# About this exercise
Copy every line from the data below in which the string "instance" can be found.

Segmentation mask data
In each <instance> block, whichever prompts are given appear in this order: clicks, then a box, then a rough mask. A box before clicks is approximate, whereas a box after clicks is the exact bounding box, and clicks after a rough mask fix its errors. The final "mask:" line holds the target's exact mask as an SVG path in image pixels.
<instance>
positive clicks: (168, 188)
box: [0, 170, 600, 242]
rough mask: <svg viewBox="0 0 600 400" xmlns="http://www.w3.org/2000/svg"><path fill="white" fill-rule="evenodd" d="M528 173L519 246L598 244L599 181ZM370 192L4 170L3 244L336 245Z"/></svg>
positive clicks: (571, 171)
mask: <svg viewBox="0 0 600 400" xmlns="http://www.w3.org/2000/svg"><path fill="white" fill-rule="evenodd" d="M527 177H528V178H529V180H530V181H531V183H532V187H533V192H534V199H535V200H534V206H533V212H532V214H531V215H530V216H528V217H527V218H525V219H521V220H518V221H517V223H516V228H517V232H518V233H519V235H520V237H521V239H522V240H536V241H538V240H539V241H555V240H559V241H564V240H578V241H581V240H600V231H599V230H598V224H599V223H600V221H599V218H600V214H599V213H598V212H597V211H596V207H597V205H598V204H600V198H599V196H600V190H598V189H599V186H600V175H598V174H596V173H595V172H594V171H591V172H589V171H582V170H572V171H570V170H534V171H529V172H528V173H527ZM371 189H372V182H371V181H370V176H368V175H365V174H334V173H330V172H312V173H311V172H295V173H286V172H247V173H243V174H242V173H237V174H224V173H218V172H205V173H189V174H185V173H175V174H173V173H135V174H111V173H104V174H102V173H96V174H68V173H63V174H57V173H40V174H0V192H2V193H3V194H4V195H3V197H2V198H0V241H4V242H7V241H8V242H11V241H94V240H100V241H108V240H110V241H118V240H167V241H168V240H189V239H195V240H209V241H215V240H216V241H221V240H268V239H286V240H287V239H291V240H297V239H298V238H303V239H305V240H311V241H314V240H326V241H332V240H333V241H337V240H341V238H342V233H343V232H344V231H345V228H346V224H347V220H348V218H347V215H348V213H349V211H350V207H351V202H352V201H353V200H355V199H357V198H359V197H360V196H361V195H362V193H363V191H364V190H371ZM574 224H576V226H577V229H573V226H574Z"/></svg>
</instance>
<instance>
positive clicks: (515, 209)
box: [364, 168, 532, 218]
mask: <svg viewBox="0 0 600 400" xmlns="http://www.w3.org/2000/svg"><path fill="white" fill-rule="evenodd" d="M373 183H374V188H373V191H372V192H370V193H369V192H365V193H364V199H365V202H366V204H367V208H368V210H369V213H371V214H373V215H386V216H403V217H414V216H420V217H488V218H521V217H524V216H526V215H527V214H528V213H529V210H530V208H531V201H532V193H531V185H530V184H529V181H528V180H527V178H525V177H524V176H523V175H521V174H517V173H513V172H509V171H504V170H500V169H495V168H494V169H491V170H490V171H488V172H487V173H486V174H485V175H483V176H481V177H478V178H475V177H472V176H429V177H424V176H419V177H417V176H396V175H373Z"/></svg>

# Response to the task
In each <instance> block, whichever prompts are given appear in this order: clicks, then a box, then a rough mask. A box before clicks is approximate, whereas a box after clicks is the exact bounding box, and clicks after a rough mask fix its errors. The final "mask:" line holds the target's exact mask as an SVG path in image pixels.
<instance>
</instance>
<instance>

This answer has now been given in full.